> [Problem]: Repeat the lines of the items below word for word, from the line containing "Pinpoint every white window" through the last line of the items, and leave the pictures out of your answer.

> [Extracted information]:
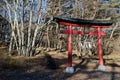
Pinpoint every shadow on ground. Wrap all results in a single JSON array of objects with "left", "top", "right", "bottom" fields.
[{"left": 0, "top": 53, "right": 120, "bottom": 80}]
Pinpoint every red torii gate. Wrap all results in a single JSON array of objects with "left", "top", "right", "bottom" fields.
[{"left": 53, "top": 17, "right": 112, "bottom": 73}]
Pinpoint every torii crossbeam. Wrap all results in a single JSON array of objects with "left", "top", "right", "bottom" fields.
[{"left": 53, "top": 17, "right": 112, "bottom": 73}]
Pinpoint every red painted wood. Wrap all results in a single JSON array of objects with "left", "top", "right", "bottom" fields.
[
  {"left": 97, "top": 28, "right": 104, "bottom": 66},
  {"left": 68, "top": 25, "right": 72, "bottom": 67}
]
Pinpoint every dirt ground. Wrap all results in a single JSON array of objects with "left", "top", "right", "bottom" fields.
[{"left": 0, "top": 49, "right": 120, "bottom": 80}]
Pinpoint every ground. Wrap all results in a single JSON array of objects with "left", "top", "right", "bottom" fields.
[{"left": 0, "top": 48, "right": 120, "bottom": 80}]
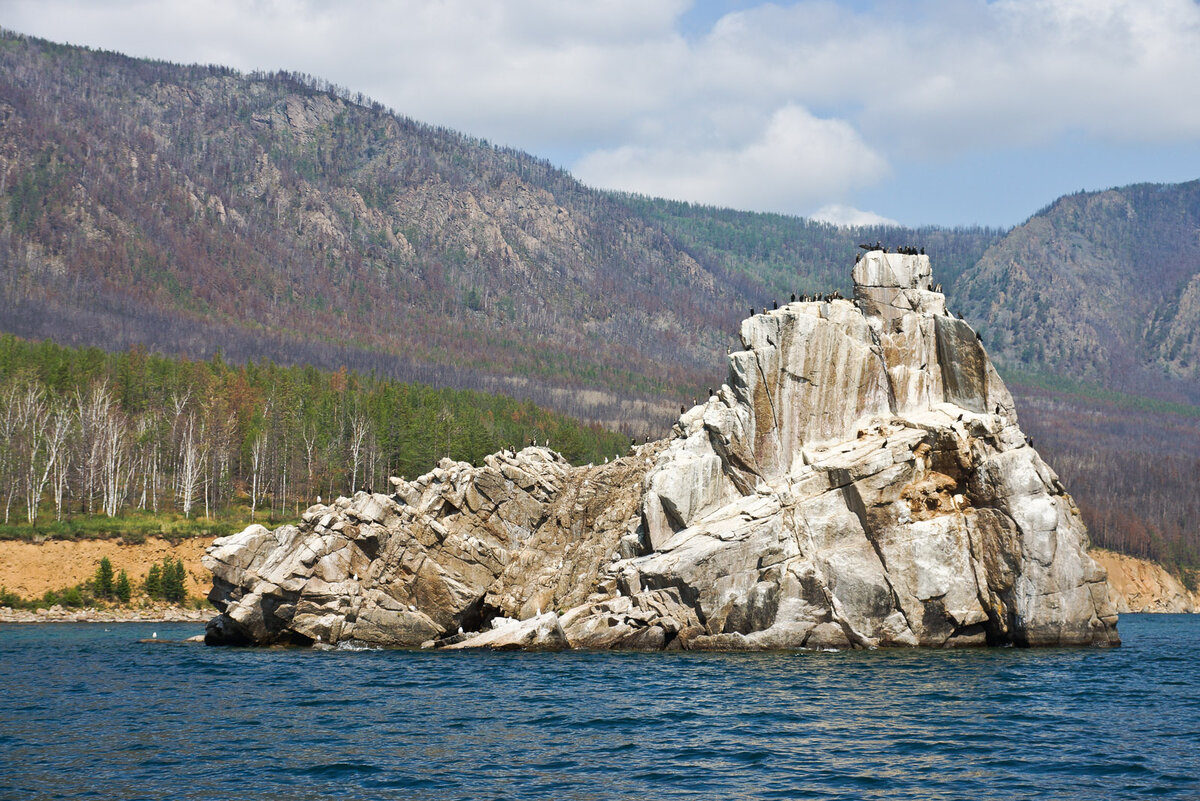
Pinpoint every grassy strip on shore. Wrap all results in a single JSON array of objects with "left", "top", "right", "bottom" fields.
[{"left": 0, "top": 510, "right": 299, "bottom": 544}]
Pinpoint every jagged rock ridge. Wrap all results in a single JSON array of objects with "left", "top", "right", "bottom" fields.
[{"left": 206, "top": 251, "right": 1120, "bottom": 650}]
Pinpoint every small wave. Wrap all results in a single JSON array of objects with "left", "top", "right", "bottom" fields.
[{"left": 300, "top": 763, "right": 383, "bottom": 778}]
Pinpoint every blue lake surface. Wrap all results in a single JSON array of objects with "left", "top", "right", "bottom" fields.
[{"left": 0, "top": 615, "right": 1200, "bottom": 801}]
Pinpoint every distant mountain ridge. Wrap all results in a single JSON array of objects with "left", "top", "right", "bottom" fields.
[
  {"left": 955, "top": 181, "right": 1200, "bottom": 403},
  {"left": 0, "top": 35, "right": 998, "bottom": 424}
]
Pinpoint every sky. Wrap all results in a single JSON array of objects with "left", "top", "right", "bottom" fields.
[{"left": 0, "top": 0, "right": 1200, "bottom": 227}]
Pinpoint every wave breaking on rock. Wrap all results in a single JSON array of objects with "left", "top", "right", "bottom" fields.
[{"left": 204, "top": 251, "right": 1120, "bottom": 650}]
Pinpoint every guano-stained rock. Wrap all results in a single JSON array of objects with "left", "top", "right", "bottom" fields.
[{"left": 205, "top": 251, "right": 1120, "bottom": 650}]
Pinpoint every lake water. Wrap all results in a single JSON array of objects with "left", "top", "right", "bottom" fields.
[{"left": 0, "top": 615, "right": 1200, "bottom": 801}]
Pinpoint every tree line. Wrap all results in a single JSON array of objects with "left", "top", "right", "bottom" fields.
[{"left": 0, "top": 335, "right": 626, "bottom": 524}]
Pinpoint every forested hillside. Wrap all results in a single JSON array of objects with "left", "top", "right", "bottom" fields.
[
  {"left": 0, "top": 335, "right": 629, "bottom": 532},
  {"left": 0, "top": 35, "right": 986, "bottom": 433},
  {"left": 619, "top": 195, "right": 1006, "bottom": 306},
  {"left": 0, "top": 34, "right": 1200, "bottom": 561},
  {"left": 956, "top": 181, "right": 1200, "bottom": 403}
]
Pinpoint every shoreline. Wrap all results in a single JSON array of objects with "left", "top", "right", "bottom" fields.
[{"left": 0, "top": 606, "right": 216, "bottom": 624}]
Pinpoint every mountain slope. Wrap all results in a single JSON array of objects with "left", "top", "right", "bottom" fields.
[
  {"left": 956, "top": 181, "right": 1200, "bottom": 403},
  {"left": 0, "top": 35, "right": 997, "bottom": 427},
  {"left": 0, "top": 30, "right": 740, "bottom": 424}
]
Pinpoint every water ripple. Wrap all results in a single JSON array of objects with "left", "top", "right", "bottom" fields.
[{"left": 0, "top": 615, "right": 1200, "bottom": 801}]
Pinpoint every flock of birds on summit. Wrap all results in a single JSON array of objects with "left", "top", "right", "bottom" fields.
[{"left": 492, "top": 247, "right": 960, "bottom": 465}]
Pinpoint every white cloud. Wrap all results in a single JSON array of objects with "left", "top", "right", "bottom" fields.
[
  {"left": 809, "top": 203, "right": 900, "bottom": 228},
  {"left": 574, "top": 106, "right": 888, "bottom": 213},
  {"left": 4, "top": 0, "right": 1200, "bottom": 219}
]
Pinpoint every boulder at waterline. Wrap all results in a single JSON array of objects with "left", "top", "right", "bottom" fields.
[{"left": 205, "top": 251, "right": 1120, "bottom": 650}]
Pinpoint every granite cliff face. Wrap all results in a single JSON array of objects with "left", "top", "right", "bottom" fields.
[{"left": 205, "top": 256, "right": 1120, "bottom": 650}]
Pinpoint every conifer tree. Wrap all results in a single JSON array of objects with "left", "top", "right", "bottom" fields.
[
  {"left": 113, "top": 570, "right": 133, "bottom": 603},
  {"left": 92, "top": 556, "right": 113, "bottom": 598},
  {"left": 162, "top": 556, "right": 187, "bottom": 603},
  {"left": 145, "top": 562, "right": 162, "bottom": 598}
]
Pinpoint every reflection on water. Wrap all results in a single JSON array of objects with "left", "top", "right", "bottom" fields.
[{"left": 0, "top": 615, "right": 1200, "bottom": 801}]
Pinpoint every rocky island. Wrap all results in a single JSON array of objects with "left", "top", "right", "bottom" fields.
[{"left": 204, "top": 249, "right": 1120, "bottom": 650}]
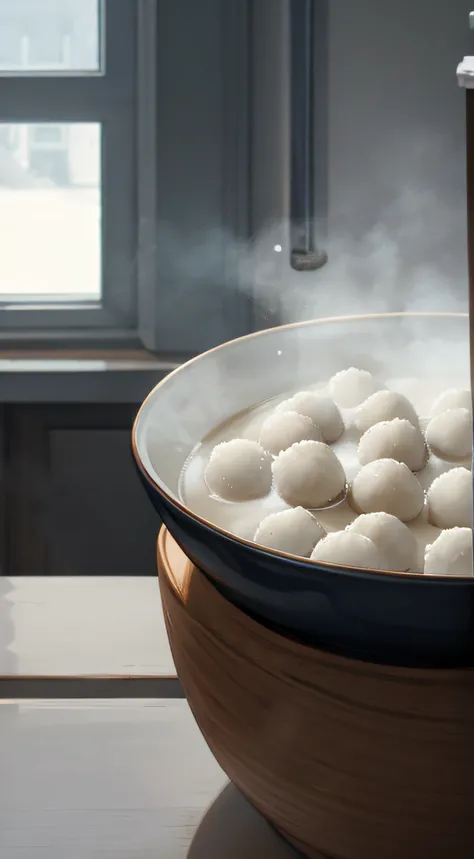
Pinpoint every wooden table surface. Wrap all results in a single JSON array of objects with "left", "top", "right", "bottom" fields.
[
  {"left": 0, "top": 577, "right": 295, "bottom": 859},
  {"left": 0, "top": 576, "right": 176, "bottom": 697}
]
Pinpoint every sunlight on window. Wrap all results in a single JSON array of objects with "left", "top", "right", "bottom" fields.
[{"left": 0, "top": 123, "right": 101, "bottom": 302}]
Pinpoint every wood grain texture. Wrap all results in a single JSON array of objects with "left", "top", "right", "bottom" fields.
[{"left": 159, "top": 531, "right": 474, "bottom": 859}]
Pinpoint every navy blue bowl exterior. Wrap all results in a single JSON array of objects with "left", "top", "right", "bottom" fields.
[{"left": 139, "top": 469, "right": 474, "bottom": 668}]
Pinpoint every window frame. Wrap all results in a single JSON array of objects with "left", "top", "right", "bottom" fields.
[{"left": 0, "top": 0, "right": 139, "bottom": 344}]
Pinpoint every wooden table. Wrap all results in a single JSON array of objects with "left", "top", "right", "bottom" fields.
[
  {"left": 0, "top": 576, "right": 178, "bottom": 698},
  {"left": 0, "top": 577, "right": 295, "bottom": 859}
]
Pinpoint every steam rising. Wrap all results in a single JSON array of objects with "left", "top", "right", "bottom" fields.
[
  {"left": 254, "top": 188, "right": 468, "bottom": 321},
  {"left": 155, "top": 187, "right": 468, "bottom": 336}
]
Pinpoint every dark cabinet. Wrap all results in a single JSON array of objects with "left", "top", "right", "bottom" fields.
[{"left": 0, "top": 404, "right": 160, "bottom": 575}]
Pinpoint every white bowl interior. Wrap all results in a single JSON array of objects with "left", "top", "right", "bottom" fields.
[{"left": 134, "top": 314, "right": 470, "bottom": 499}]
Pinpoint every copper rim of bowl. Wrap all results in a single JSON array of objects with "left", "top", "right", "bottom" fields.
[{"left": 131, "top": 312, "right": 474, "bottom": 586}]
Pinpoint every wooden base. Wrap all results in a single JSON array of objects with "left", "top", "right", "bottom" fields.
[{"left": 158, "top": 530, "right": 474, "bottom": 859}]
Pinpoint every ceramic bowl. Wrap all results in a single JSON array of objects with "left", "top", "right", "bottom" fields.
[{"left": 132, "top": 314, "right": 474, "bottom": 667}]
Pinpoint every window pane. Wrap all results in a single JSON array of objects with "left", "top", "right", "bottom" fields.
[
  {"left": 0, "top": 123, "right": 101, "bottom": 302},
  {"left": 0, "top": 0, "right": 101, "bottom": 74}
]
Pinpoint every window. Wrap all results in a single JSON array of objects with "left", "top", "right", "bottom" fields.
[
  {"left": 0, "top": 0, "right": 140, "bottom": 338},
  {"left": 0, "top": 0, "right": 256, "bottom": 360}
]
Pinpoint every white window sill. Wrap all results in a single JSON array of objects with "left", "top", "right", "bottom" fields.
[
  {"left": 0, "top": 357, "right": 181, "bottom": 404},
  {"left": 0, "top": 576, "right": 176, "bottom": 678}
]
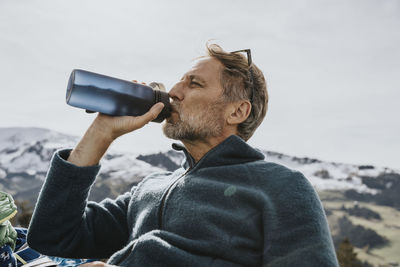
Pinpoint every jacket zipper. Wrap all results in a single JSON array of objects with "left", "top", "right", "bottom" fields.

> [Solution to the exercise]:
Pinpoint every white window sill. Wrap all results in a single JSON array of objects with "left", "top", "right", "bottom" fields.
[
  {"left": 0, "top": 357, "right": 181, "bottom": 404},
  {"left": 0, "top": 576, "right": 176, "bottom": 678}
]
Pinpoint every jacket zipper. Wrap all results in a single JSON array of objects with "left", "top", "right", "bottom" fields.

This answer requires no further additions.